## [Required work]
1. From the iPhone 4 antenna comments, set down the part between "They know it" and "it was software.", inclusive.
2. Rewrite the paragraph of the iPhone 4 antenna comments that begins "Finally, I'll say this about the situation" in a shorter form, keeping its main facts.

## [Supplied passage]
*** Begin section ***
They know it was an antenna problem, but the fanboys will believe whatever they claim.
Amusing side note, when I went to post the captcha was crucify
"At one company, quality kind of matters when you drop something off at the consumer's front door"
Obviously not Apple or MS? What company are you talking about.
Why does every "scandal" now have -gate appended onto the end of it? It wasn't called "Watergate" because it was a scandal about water...
Except they did say it was software.
In fact, they said that the number of bars that were being displayed was wrong, and that was the cause of the death grip signal loss.
They've fired off so many excuses that it's perfectly understandable if people mix and match them a bit. They did at one point claim that the big signal drop was only an illusion caused by the software displaying too many bars in the first place. I think they mixed that with the "well everyone else has a problem too" gambit, at least for a while.
didn't Apple go on the offensive to illustrate that ALL smart phones had an attenuation problem if held the right (wrong?) way? Then they fire someone for it. Basically their saying "yeah, we knew there was someone to blame for the design all along but we couldn't admit that publicly and force a recall...that would cost too much money. Lets lie instead, that costs less. We'll quietly shove him out the door when all the hoopla dies down." It can't both be everyone's and one persons problem at the same time. I call bullshit through deductive reasoning.
Make no mistake about it. The antenna was put where it is, on the outside because Jony Ive was in love with the design. Sure, Papermaster had to sign off on the design, but I assure you it's very difficult to say no to Jobs or Ive within Apple.
If Papermaster was indeed held responsible for a problem that stemmed from Jony (backed by Steve Jobs), then it's probably to his benefit that he is gone.
I would however agree with the idea that the antenna people have big chips on their shoulders. I'm not saying they never did anything right, but they think every one of them is better than nearly any person outside Reuben's group.
So I don't know where Gruber gets his info, but going by what I've seen he's only right about half the time so I wouldn't get too wrapped up in what he says.
Finally, I'll say this about the situation. I wouldn't read too much into this antenna stuff. There have been signs of trouble for a while. When the iPhone 4 was announced (before antennagate), you saw Bob Mansfield in the announcement but not Mark Papermaster. And no matter how much people outside the company may talk about the P.A. Semi group (which reported to Papermaster), virtually all the internal chip work was really stemming from Mansfield's group. I think it's likely Papermaster found his responsibilities had already been stripped away before the iPhone 4 launch, perhaps even before he showed up for his first day.
*** End section ***
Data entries
*** Begin section ***
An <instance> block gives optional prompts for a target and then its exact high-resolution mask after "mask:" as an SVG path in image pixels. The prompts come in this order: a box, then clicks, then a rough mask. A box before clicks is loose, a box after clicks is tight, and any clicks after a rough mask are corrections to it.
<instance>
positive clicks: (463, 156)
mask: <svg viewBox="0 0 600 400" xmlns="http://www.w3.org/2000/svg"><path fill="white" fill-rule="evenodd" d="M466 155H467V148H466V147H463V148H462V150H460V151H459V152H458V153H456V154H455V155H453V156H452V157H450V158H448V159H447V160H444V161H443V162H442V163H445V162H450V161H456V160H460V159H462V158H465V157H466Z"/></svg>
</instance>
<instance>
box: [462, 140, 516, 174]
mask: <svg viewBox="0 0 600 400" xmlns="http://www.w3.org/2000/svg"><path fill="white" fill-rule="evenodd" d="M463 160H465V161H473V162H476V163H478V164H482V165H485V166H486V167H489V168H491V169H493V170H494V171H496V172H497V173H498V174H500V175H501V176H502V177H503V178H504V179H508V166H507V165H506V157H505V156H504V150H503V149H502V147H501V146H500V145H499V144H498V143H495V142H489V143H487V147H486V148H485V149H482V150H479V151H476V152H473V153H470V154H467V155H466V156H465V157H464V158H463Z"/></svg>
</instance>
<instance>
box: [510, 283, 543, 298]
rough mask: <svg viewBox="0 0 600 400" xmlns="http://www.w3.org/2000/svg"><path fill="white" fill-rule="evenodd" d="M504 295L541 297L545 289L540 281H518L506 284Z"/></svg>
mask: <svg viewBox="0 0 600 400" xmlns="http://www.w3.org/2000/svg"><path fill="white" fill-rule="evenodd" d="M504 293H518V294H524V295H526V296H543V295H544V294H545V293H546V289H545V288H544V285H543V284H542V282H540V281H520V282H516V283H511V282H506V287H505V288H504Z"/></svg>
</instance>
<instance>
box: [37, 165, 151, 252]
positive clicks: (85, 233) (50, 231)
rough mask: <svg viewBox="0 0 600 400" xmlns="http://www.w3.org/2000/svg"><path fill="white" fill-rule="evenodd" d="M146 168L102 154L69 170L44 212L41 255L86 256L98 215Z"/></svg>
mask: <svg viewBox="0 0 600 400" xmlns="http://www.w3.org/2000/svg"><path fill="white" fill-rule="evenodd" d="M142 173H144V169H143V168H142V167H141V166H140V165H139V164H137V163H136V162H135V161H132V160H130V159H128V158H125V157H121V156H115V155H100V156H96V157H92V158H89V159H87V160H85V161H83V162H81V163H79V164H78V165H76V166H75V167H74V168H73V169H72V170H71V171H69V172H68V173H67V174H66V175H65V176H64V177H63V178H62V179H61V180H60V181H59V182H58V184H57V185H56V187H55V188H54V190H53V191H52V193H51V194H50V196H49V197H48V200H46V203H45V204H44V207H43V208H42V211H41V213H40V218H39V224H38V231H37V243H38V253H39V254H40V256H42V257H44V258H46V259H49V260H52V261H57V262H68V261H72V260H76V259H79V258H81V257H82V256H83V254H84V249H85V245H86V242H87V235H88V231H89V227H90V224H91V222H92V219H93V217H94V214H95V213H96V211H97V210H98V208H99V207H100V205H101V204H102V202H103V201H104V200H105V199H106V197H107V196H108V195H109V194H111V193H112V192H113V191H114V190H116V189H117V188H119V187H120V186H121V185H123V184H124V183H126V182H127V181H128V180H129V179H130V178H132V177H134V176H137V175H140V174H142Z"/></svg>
*** End section ***
## [Exercise solutions]
1.
They know it was an antenna problem, but the fanboys will believe whatever they claim.
Amusing side note, when I went to post the captcha was crucify
"At one company, quality kind of matters when you drop something off at the consumer's front door"
Obviously not Apple or MS? What company are you talking about.
Why does every "scandal" now have -gate appended onto the end of it? It wasn't called "Watergate" because it was a scandal about water...
Except they did say it was software.

2. The antenna issue shouldn't be overread, since signs of trouble had been showing for a while. Bob Mansfield appeared at the iPhone 4 announcement, before antennagate, but Mark Papermaster did not. People outside the company talk about the P.A. Semi group, which reported to Papermaster. Still, nearly all internal chip work came from Mansfield's group. Papermaster's duties were likely stripped away before the iPhone 4 launch, perhaps even before his first day.